Texto apresentado.
○ ○ ○

Os índios Macuxi contrários à homologação da reserva Raposa Serra do Sol (RR) em área contínua não querem mais a tutela da Funai – Fundação Nacional do Índio e exigem, como condição indispensável para evitar novos conflitos, que policiais federais e funcionários do Ibama – Instituto Brasileiro do Meio Ambiente e dos Recursos Naturais Renováveis deixem a área.
A libertação, ocorrida no último sábado (30), dos quatro policiais tomados como reféns, depois de nove dias de cativeiro, reduziu a tensão, mas não diminuiu a animosidade. “Se encontrarmos policiais andando pela área da reserva vamos prender de novo e amarrar”, ameaçou um dos líderes, Abel Barbosa, durante a reunião no Palácio do Governo, em Boa Vista, para discutir o pacote de medidas compensatórias para Roraima.
Os dois líderes da aldeia Flexal, Lauro Barbosa e Altevir de Souza, insistiram que, do governo federal, só querem parceria para a execução de projetos. A reunião foi presidida pelo governador Ottomar Pinto e estavam presentes o superintendente da Polícia Federal, José Francisco Mallmann e dois enviados do governo: Celso Corrêa, o assessor da Casa Civil, e Camilo Menezes, do Gabinete de Segurança Institucional. Ninguém contestou os índios.

○ ○ ○

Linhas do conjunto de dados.
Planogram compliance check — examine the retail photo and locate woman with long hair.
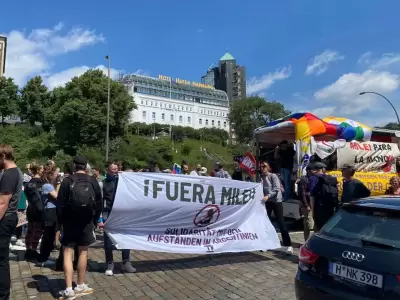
[38,168,58,267]
[24,163,44,261]
[260,162,293,254]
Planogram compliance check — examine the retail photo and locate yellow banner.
[326,171,397,196]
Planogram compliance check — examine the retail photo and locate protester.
[99,162,136,276]
[56,162,79,271]
[232,161,243,181]
[38,168,58,267]
[341,164,371,204]
[57,156,102,300]
[260,162,293,254]
[0,144,23,300]
[385,176,400,195]
[298,165,314,241]
[274,141,296,201]
[24,163,44,261]
[309,162,339,232]
[214,162,232,179]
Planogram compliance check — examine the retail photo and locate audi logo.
[342,251,365,262]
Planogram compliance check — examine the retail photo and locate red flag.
[240,152,256,176]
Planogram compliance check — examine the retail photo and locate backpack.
[313,175,339,207]
[68,175,95,216]
[24,179,44,217]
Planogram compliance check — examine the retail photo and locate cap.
[74,155,87,165]
[310,161,326,170]
[340,164,356,170]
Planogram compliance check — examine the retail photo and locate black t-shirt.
[0,168,24,214]
[279,145,296,170]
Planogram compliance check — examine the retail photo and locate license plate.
[329,262,383,288]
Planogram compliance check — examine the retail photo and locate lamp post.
[359,92,400,125]
[106,55,111,162]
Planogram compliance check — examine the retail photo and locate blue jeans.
[280,168,292,201]
[103,213,131,264]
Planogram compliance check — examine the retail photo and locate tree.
[19,76,50,125]
[228,96,290,144]
[51,70,136,155]
[0,76,19,125]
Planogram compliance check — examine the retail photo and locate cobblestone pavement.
[10,233,303,300]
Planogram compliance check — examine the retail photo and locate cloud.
[5,23,105,85]
[314,70,400,115]
[247,66,292,95]
[43,65,147,90]
[305,50,344,76]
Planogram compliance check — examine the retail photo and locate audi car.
[295,196,400,300]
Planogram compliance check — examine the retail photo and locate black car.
[295,196,400,300]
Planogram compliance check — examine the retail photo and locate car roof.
[346,195,400,211]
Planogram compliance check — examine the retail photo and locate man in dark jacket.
[99,162,136,276]
[341,164,371,204]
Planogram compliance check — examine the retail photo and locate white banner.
[337,141,400,172]
[105,173,281,254]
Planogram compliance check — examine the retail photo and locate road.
[10,233,303,300]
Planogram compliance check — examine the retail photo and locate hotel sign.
[0,36,7,76]
[158,75,214,89]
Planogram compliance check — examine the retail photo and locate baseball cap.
[74,155,87,165]
[310,161,326,170]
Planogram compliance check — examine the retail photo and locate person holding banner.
[260,162,293,254]
[0,144,24,300]
[98,162,136,276]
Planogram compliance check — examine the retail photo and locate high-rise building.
[201,52,246,102]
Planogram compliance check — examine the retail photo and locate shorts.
[61,223,96,248]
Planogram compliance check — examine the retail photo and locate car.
[295,196,400,300]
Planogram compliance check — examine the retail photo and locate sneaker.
[122,261,136,273]
[37,259,55,268]
[106,263,114,276]
[58,290,76,300]
[15,239,26,248]
[74,284,94,296]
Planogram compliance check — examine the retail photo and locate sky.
[0,0,400,126]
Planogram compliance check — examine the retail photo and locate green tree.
[228,96,290,144]
[0,76,19,125]
[19,76,50,126]
[52,70,136,155]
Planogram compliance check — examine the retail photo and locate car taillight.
[299,245,319,265]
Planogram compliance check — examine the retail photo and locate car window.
[321,210,400,248]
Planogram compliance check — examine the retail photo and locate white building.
[122,75,229,131]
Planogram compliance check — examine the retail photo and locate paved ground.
[11,233,303,300]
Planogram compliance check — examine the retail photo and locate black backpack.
[24,179,44,217]
[313,175,339,208]
[68,175,95,216]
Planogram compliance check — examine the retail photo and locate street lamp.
[106,55,111,162]
[359,92,400,125]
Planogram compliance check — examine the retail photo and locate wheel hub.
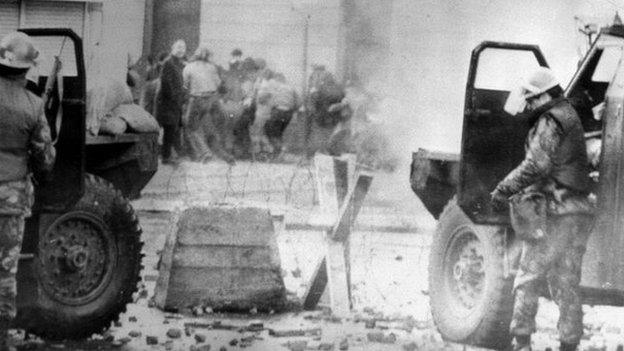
[39,212,116,305]
[447,231,485,308]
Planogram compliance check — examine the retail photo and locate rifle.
[41,56,62,109]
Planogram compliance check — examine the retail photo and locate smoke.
[345,0,615,168]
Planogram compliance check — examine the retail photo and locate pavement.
[16,159,624,351]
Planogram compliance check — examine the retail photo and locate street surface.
[14,160,624,351]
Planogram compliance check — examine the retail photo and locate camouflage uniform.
[0,76,55,329]
[496,99,593,344]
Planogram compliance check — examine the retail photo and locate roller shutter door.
[0,0,19,38]
[22,1,85,37]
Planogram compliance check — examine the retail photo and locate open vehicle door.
[21,29,86,212]
[458,42,548,224]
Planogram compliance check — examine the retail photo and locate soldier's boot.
[559,342,578,351]
[513,335,531,351]
[0,320,17,351]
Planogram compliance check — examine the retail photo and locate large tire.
[429,199,513,349]
[25,175,143,340]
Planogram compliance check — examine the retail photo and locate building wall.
[200,0,342,92]
[0,0,145,85]
[346,0,615,158]
[90,0,145,84]
[151,0,201,59]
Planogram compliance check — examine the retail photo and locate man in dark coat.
[492,67,593,351]
[0,32,56,350]
[156,40,186,164]
[305,65,345,157]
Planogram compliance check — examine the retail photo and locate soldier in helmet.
[491,67,593,351]
[0,32,55,350]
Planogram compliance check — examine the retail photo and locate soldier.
[491,67,593,351]
[0,32,55,350]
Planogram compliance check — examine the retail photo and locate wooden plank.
[303,257,327,311]
[325,239,351,318]
[314,154,338,219]
[330,173,373,241]
[154,212,180,308]
[304,155,372,317]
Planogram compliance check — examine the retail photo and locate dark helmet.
[0,32,39,70]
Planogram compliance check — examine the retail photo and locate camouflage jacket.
[0,177,35,217]
[0,77,56,216]
[496,99,593,215]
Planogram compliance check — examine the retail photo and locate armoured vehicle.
[410,26,624,349]
[16,29,158,339]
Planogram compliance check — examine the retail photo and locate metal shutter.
[0,0,19,38]
[22,1,85,37]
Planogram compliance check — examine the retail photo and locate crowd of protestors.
[140,40,366,164]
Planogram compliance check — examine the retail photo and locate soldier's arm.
[29,111,56,173]
[496,115,563,196]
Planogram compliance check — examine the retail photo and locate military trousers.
[510,214,593,344]
[0,215,24,320]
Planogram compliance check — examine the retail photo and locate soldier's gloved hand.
[490,189,509,212]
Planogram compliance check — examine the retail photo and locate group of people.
[141,40,302,164]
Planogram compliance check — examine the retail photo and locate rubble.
[119,336,132,344]
[145,335,158,345]
[247,321,264,331]
[191,306,204,317]
[167,328,182,339]
[318,342,334,351]
[403,341,418,351]
[269,328,322,338]
[282,340,308,351]
[366,332,396,344]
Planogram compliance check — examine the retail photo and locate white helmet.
[522,67,559,99]
[0,32,39,69]
[504,67,559,115]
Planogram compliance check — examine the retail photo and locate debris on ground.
[269,328,323,338]
[318,342,334,351]
[194,333,206,344]
[282,340,308,351]
[246,321,264,332]
[366,332,396,344]
[167,328,182,339]
[403,341,418,351]
[145,335,158,345]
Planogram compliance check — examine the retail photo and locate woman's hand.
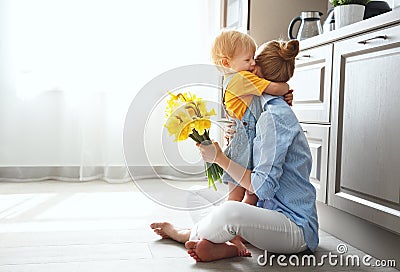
[196,142,224,163]
[224,121,236,146]
[284,89,293,106]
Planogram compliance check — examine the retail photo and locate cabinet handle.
[358,35,387,44]
[296,55,311,60]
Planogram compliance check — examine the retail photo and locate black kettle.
[288,11,322,41]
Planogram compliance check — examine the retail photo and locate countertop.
[300,8,400,50]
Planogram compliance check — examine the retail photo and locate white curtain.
[0,0,220,182]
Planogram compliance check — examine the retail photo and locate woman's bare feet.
[185,239,251,262]
[150,222,190,243]
[231,236,251,257]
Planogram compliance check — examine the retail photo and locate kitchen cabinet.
[289,44,333,203]
[328,25,400,233]
[289,44,332,124]
[301,123,330,203]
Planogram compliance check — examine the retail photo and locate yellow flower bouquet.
[164,92,223,190]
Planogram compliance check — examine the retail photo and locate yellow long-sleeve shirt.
[224,71,271,120]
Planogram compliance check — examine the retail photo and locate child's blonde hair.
[211,30,257,66]
[255,40,299,82]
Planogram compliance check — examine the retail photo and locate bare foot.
[150,222,190,243]
[231,236,251,257]
[185,239,251,262]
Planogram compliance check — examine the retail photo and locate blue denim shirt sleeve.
[251,98,296,200]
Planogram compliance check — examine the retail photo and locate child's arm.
[264,82,293,106]
[264,82,289,96]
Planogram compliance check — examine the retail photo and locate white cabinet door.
[328,26,400,233]
[301,124,329,203]
[289,44,332,123]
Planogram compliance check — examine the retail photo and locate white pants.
[190,201,307,254]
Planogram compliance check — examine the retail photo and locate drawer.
[288,44,333,123]
[300,124,330,203]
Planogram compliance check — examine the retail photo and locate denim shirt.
[251,94,319,251]
[222,75,262,185]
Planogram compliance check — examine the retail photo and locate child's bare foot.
[150,222,190,243]
[185,239,251,262]
[231,236,251,257]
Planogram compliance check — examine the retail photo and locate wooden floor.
[0,181,397,272]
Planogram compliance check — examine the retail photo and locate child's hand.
[196,142,223,163]
[284,90,293,106]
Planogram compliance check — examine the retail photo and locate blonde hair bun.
[280,40,299,60]
[255,40,299,82]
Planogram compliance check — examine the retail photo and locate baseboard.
[0,165,205,183]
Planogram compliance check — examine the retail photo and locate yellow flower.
[164,92,223,190]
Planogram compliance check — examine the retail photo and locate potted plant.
[330,0,370,29]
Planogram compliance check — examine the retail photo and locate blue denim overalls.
[222,74,263,185]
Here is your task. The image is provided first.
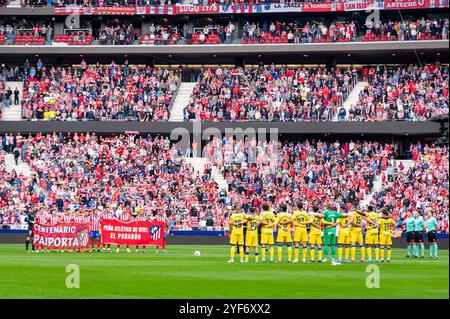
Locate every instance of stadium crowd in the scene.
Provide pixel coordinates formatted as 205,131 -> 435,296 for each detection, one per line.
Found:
0,133 -> 449,232
342,64 -> 449,121
22,60 -> 180,121
184,65 -> 357,122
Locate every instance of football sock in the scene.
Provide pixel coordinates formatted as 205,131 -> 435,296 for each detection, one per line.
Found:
351,247 -> 356,259
277,247 -> 283,260
230,245 -> 236,259
239,246 -> 244,259
294,247 -> 300,260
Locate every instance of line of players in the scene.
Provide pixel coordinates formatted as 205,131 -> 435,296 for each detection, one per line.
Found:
25,205 -> 169,253
228,202 -> 404,265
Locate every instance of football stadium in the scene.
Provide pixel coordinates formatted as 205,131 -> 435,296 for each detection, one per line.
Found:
0,0 -> 449,304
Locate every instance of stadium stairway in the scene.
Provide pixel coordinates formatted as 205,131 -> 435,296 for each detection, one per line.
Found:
183,157 -> 228,192
169,82 -> 196,122
1,82 -> 23,121
333,81 -> 369,121
5,154 -> 34,177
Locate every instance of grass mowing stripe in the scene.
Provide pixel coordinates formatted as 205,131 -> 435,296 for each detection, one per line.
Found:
0,245 -> 449,299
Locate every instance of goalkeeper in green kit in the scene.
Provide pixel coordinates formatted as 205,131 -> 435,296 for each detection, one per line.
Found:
316,203 -> 348,266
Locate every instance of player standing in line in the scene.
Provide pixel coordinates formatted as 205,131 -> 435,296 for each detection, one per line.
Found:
228,206 -> 247,263
153,210 -> 169,254
309,206 -> 325,263
99,209 -> 114,252
89,211 -> 100,253
276,205 -> 293,263
260,203 -> 276,262
292,202 -> 310,263
245,207 -> 259,262
350,202 -> 367,262
405,212 -> 416,258
414,211 -> 425,258
337,209 -> 353,263
379,209 -> 395,262
134,206 -> 148,253
116,209 -> 131,253
425,212 -> 438,258
322,203 -> 348,265
365,205 -> 381,262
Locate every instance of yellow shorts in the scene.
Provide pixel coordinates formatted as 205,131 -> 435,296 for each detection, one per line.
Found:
230,234 -> 244,245
294,228 -> 308,243
309,232 -> 323,245
245,234 -> 258,247
338,231 -> 350,245
366,231 -> 380,245
261,232 -> 275,245
277,231 -> 292,243
380,233 -> 392,246
350,229 -> 364,244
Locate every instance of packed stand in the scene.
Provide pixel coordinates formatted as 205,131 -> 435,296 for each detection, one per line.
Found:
241,21 -> 357,44
373,143 -> 449,234
22,60 -> 181,121
184,65 -> 357,122
347,64 -> 449,121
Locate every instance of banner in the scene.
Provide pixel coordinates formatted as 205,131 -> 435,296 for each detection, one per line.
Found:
384,0 -> 430,9
100,219 -> 164,246
33,223 -> 90,250
175,4 -> 220,14
54,0 -> 449,15
302,1 -> 344,12
344,0 -> 384,11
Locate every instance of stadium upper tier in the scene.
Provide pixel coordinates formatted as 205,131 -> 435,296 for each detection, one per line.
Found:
0,134 -> 448,232
0,60 -> 449,122
0,15 -> 449,46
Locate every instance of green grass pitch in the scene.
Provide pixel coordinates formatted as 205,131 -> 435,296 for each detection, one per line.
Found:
0,245 -> 449,299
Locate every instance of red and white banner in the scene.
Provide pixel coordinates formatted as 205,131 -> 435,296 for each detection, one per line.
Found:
175,4 -> 220,14
384,0 -> 430,10
302,1 -> 344,12
100,219 -> 164,246
344,0 -> 383,11
33,223 -> 90,249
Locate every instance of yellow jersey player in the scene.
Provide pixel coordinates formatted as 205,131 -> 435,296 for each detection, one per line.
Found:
350,202 -> 366,262
365,205 -> 380,262
380,209 -> 396,262
228,210 -> 247,263
276,205 -> 293,263
245,207 -> 259,262
292,202 -> 310,263
338,215 -> 353,263
260,203 -> 277,262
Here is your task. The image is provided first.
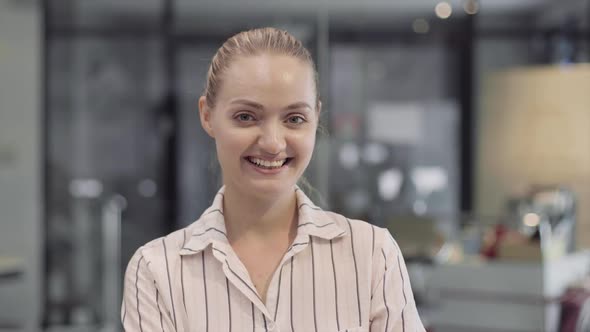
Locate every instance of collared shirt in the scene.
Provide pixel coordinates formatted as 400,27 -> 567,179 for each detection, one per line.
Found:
121,188 -> 424,332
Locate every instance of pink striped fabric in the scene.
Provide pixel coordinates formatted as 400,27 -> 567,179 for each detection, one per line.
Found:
121,188 -> 424,332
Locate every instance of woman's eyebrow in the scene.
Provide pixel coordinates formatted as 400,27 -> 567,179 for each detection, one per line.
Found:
230,99 -> 264,110
285,101 -> 312,110
230,99 -> 313,111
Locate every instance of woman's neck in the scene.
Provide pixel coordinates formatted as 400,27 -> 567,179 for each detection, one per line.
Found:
223,186 -> 297,243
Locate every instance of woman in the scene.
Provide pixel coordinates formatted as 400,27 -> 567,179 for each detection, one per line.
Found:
122,28 -> 424,332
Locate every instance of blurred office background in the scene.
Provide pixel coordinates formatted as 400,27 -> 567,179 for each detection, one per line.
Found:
0,0 -> 590,332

○ ○ ○

Tarefa a realizar.
Transcreva fielmente, da notícia sobre a reserva Raposa Serra do Sol, o trecho que se inicia com as palavras "A libertação, ocorrida" e se encerra com "compensatórias para Roraima.". Os registros não têm nenhum papel nesta atividade.

Resolução da tarefa.
A libertação, ocorrida no último sábado (30), dos quatro policiais tomados como reféns, depois de nove dias de cativeiro, reduziu a tensão, mas não diminuiu a animosidade. “Se encontrarmos policiais andando pela área da reserva vamos prender de novo e amarrar”, ameaçou um dos líderes, Abel Barbosa, durante a reunião no Palácio do Governo, em Boa Vista, para discutir o pacote de medidas compensatórias para Roraima.